> [Coordinate labeling data]:
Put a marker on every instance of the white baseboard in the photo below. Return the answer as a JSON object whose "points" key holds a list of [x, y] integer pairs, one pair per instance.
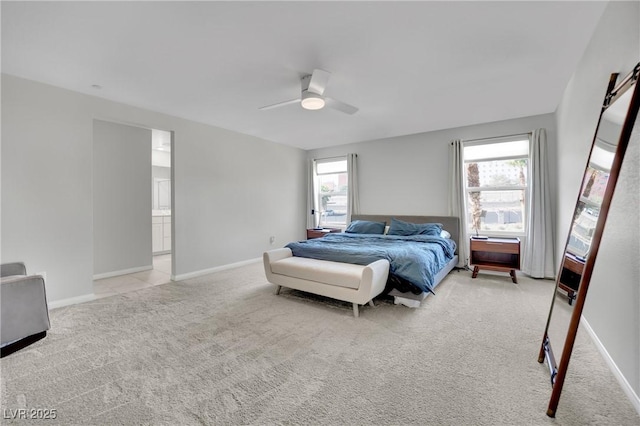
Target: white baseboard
{"points": [[71, 301], [122, 272], [202, 272], [626, 387]]}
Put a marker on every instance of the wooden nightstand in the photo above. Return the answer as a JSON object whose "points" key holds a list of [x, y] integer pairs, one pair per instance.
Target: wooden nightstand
{"points": [[317, 233], [571, 275], [496, 254]]}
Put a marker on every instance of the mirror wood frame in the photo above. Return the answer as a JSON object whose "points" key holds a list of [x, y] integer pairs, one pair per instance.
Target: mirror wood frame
{"points": [[558, 373]]}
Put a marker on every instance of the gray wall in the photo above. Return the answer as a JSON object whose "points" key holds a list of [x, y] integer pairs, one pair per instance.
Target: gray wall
{"points": [[121, 198], [232, 191], [613, 303]]}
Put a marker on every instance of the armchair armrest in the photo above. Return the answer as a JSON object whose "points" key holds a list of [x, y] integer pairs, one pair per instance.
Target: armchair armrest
{"points": [[14, 268], [23, 307]]}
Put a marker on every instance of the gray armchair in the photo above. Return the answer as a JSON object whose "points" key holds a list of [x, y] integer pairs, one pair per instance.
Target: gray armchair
{"points": [[24, 314]]}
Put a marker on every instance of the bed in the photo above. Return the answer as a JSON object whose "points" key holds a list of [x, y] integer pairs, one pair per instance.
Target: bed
{"points": [[418, 262]]}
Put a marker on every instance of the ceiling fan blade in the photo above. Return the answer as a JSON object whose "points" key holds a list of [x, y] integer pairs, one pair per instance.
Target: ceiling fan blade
{"points": [[279, 104], [319, 80], [340, 106]]}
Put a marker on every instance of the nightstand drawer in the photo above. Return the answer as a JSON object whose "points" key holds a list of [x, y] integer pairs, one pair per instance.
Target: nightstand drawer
{"points": [[495, 254], [495, 246]]}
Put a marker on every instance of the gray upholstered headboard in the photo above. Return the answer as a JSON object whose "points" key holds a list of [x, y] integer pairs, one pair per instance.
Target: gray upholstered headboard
{"points": [[450, 223]]}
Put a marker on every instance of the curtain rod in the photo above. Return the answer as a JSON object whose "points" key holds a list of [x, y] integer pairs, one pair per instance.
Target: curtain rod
{"points": [[497, 137]]}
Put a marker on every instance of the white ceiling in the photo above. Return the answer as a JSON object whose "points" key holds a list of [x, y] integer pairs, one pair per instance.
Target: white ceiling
{"points": [[410, 67]]}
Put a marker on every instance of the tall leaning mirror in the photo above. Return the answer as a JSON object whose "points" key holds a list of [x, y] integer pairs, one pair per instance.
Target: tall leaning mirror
{"points": [[617, 118]]}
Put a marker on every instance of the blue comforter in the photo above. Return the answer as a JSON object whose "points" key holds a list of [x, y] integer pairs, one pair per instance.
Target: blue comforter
{"points": [[415, 258]]}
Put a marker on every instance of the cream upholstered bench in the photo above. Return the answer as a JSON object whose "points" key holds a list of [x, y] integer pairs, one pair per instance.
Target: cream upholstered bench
{"points": [[357, 284]]}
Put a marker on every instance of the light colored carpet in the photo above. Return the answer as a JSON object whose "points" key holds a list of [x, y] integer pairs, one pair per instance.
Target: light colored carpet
{"points": [[223, 349]]}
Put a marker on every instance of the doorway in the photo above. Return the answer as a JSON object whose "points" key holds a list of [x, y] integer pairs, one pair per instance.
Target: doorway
{"points": [[161, 232], [128, 162]]}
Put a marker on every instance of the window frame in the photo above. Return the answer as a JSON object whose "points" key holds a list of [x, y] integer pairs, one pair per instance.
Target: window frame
{"points": [[467, 190], [317, 194]]}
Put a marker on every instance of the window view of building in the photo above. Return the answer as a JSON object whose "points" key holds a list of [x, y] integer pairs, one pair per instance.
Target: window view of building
{"points": [[331, 182], [496, 179]]}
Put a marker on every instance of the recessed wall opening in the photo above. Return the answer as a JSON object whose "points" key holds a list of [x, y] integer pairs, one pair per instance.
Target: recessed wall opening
{"points": [[132, 208]]}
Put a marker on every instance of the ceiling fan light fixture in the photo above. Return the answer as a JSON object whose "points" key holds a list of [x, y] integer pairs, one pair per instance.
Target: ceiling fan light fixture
{"points": [[311, 101]]}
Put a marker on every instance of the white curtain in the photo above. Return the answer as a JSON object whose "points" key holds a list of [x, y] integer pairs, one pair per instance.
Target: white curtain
{"points": [[457, 196], [312, 207], [353, 206], [539, 249]]}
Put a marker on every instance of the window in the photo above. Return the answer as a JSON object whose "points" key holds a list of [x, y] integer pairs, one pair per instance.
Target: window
{"points": [[330, 192], [496, 179]]}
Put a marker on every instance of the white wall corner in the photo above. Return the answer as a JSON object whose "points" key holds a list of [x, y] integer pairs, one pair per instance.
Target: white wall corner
{"points": [[626, 387]]}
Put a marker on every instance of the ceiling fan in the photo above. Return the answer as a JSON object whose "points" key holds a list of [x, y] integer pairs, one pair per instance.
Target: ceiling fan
{"points": [[312, 98]]}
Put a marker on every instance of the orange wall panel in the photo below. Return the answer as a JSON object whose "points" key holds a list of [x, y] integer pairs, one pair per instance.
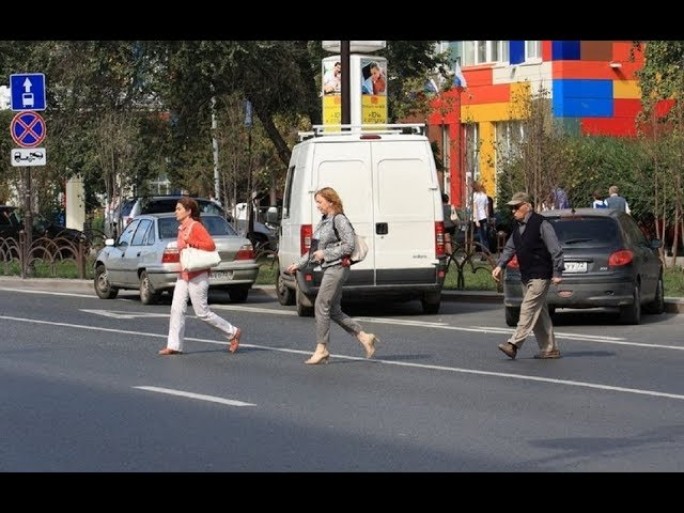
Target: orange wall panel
{"points": [[596, 50], [594, 70], [487, 94], [476, 77], [622, 50], [626, 108], [617, 127]]}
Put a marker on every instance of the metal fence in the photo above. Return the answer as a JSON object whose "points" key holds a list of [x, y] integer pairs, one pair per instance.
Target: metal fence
{"points": [[50, 257]]}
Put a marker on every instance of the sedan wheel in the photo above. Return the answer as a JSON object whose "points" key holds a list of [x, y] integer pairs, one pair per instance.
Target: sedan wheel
{"points": [[238, 294], [103, 289], [284, 293], [147, 294], [512, 316], [657, 306], [304, 304], [631, 314]]}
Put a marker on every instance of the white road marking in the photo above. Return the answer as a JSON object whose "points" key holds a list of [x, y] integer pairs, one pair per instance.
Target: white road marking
{"points": [[120, 314], [582, 384], [191, 395]]}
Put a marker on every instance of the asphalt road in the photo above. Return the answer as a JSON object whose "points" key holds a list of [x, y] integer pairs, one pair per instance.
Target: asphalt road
{"points": [[84, 390]]}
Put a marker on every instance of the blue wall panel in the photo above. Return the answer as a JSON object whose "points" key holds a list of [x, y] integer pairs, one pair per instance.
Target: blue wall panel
{"points": [[583, 88], [565, 51], [582, 107], [516, 52]]}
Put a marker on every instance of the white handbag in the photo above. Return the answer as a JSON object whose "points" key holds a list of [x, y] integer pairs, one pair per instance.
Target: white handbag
{"points": [[360, 249], [194, 259]]}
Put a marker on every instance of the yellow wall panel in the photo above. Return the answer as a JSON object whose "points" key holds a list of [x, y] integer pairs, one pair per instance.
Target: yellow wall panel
{"points": [[490, 112], [487, 148]]}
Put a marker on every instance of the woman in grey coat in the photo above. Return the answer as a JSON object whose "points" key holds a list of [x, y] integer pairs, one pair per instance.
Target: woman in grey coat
{"points": [[331, 250]]}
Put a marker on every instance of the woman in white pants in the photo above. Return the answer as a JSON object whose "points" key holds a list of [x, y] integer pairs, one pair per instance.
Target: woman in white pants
{"points": [[195, 284]]}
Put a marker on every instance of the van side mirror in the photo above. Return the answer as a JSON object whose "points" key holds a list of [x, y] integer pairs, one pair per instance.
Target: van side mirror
{"points": [[272, 215]]}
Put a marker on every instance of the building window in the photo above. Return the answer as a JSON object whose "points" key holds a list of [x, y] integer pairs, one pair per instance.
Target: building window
{"points": [[532, 51], [484, 52]]}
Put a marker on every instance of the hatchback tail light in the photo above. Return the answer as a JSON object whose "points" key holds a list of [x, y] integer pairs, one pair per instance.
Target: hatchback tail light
{"points": [[514, 264], [246, 252], [171, 256], [440, 249], [620, 258], [305, 235]]}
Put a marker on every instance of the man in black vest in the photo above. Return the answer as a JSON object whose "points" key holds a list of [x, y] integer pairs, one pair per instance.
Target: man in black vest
{"points": [[540, 257]]}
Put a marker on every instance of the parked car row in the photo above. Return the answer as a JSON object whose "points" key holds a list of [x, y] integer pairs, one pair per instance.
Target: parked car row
{"points": [[609, 263], [261, 236], [48, 238], [145, 257]]}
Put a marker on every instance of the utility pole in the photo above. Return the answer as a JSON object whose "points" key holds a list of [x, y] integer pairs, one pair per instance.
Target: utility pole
{"points": [[346, 83], [214, 145]]}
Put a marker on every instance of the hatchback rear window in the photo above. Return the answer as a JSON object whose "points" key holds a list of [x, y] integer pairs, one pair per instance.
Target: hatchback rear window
{"points": [[581, 231]]}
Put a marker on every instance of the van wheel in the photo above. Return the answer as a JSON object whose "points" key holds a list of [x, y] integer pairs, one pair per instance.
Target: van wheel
{"points": [[285, 294], [657, 306], [631, 314], [512, 316], [103, 288], [431, 303], [238, 294], [147, 294], [304, 304]]}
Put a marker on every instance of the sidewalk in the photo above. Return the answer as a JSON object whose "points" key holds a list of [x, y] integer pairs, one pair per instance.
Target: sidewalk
{"points": [[672, 304]]}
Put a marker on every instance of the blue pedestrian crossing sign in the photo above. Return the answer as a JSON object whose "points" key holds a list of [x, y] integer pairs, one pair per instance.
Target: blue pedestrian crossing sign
{"points": [[27, 91]]}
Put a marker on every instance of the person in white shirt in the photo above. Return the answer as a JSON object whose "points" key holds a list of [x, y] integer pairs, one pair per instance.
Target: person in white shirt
{"points": [[598, 202], [481, 214], [332, 81]]}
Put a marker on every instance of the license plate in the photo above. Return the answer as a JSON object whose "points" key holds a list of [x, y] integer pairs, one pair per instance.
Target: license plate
{"points": [[221, 275], [575, 267]]}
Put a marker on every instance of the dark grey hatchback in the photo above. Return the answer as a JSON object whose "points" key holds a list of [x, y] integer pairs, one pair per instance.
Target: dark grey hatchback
{"points": [[609, 263]]}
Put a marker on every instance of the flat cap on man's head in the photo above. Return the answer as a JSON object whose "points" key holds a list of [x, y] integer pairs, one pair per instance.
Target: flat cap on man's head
{"points": [[518, 198]]}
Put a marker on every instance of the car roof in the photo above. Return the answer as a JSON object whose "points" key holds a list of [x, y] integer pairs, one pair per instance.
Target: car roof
{"points": [[581, 212], [173, 214]]}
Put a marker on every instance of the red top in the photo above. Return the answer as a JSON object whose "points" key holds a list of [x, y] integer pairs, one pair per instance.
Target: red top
{"points": [[198, 237]]}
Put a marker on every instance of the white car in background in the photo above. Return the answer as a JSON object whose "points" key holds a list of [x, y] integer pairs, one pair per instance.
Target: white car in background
{"points": [[145, 257]]}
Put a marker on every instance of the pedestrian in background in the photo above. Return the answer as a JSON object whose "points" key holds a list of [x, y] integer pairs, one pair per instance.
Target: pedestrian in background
{"points": [[330, 248], [481, 215], [598, 201], [540, 258], [614, 200], [560, 198], [194, 284], [449, 225]]}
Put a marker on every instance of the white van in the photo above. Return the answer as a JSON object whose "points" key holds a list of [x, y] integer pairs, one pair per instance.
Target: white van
{"points": [[387, 180]]}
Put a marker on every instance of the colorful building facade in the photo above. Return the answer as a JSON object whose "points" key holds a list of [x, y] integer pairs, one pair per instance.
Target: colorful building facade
{"points": [[591, 86]]}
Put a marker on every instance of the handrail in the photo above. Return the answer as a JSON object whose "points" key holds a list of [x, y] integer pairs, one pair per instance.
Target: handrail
{"points": [[347, 129]]}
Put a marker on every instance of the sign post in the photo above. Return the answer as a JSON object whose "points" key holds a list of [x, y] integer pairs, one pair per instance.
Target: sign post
{"points": [[27, 95]]}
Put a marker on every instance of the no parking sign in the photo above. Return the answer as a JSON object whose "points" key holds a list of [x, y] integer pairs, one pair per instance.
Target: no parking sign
{"points": [[28, 129]]}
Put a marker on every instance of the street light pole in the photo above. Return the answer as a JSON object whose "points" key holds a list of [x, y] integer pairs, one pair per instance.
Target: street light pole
{"points": [[345, 89], [250, 205]]}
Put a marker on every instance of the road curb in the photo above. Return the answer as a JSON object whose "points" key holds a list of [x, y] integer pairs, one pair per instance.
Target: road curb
{"points": [[672, 304]]}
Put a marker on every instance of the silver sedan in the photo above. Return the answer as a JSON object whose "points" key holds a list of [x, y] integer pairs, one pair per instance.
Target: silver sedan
{"points": [[145, 258]]}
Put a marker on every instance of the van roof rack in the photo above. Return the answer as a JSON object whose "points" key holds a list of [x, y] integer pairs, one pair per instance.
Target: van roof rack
{"points": [[397, 128]]}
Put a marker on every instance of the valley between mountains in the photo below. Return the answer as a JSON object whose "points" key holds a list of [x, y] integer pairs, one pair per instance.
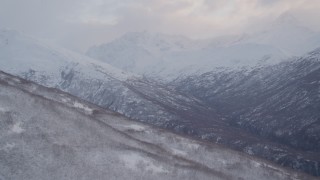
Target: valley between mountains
{"points": [[258, 98]]}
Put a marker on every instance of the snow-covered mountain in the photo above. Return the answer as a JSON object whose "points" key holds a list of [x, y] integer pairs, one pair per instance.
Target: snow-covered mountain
{"points": [[168, 57], [95, 81], [138, 98], [279, 102], [48, 134]]}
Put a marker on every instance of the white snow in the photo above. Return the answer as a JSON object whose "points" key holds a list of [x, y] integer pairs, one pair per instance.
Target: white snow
{"points": [[47, 61], [16, 128], [168, 57], [135, 127], [83, 107], [133, 160]]}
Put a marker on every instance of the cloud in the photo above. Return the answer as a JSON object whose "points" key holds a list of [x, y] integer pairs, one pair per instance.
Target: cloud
{"points": [[78, 24]]}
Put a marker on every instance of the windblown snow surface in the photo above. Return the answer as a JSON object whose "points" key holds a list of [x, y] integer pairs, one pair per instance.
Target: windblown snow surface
{"points": [[48, 134]]}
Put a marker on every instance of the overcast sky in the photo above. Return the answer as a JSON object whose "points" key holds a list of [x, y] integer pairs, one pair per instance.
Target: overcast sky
{"points": [[78, 24]]}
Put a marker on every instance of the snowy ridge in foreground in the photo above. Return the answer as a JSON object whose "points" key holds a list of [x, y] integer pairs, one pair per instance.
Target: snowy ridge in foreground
{"points": [[48, 134]]}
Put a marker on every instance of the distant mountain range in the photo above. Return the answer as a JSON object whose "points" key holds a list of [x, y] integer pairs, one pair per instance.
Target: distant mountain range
{"points": [[168, 57], [254, 93]]}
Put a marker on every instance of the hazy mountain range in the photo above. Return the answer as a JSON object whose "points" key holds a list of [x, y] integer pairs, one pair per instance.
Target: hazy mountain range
{"points": [[256, 93]]}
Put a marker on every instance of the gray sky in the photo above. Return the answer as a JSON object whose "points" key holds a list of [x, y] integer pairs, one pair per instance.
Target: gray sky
{"points": [[79, 24]]}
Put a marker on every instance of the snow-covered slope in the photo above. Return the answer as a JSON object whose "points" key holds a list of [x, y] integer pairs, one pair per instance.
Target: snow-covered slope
{"points": [[279, 102], [169, 57], [94, 81], [48, 134]]}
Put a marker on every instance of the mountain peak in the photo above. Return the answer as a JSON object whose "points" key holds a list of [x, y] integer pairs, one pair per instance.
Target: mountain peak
{"points": [[286, 19]]}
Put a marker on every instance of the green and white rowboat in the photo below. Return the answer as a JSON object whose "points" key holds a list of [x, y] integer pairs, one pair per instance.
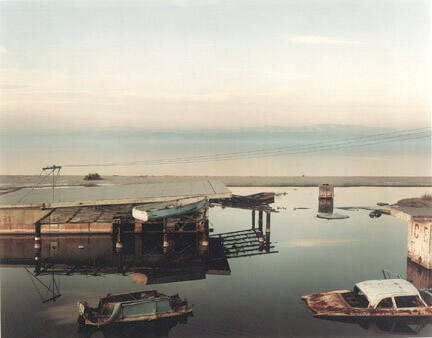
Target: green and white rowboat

> [Your instructions]:
Pictures are not part of the copy; reproduce exactly and only the lines from the line containing "Put a marker on every instance of the gray sky" through the end of the listing.

> [Output of the task]:
Put a marker on every instance of the gray sky in the photo above. Return the answer as a JSON object whose "points" key holds a list of [x, y] integer pairs, one pair per instance.
Target: gray sky
{"points": [[79, 24]]}
Put a marker on every instance of the snow-covered slope in the photo above. Return the answer as a JSON object whose "points" key holds a list of [x, y] integer pairs, one pair per instance.
Target: snow-covered slope
{"points": [[279, 102], [169, 57], [94, 81], [48, 134]]}
Put a marker on every instance of the mountain peak in the photo above. Return the answer as a JSON object whose "points" key holds a list of [x, y] integer pairs, one pair per instance.
Target: mountain peak
{"points": [[286, 19]]}
Put a marker on every instance of the green and white rowboat in the photo below. Return the answer as a JSON object whose "points" key holds a list of [x, y] integer pairs, one pair per instance.
Target: green and white rowboat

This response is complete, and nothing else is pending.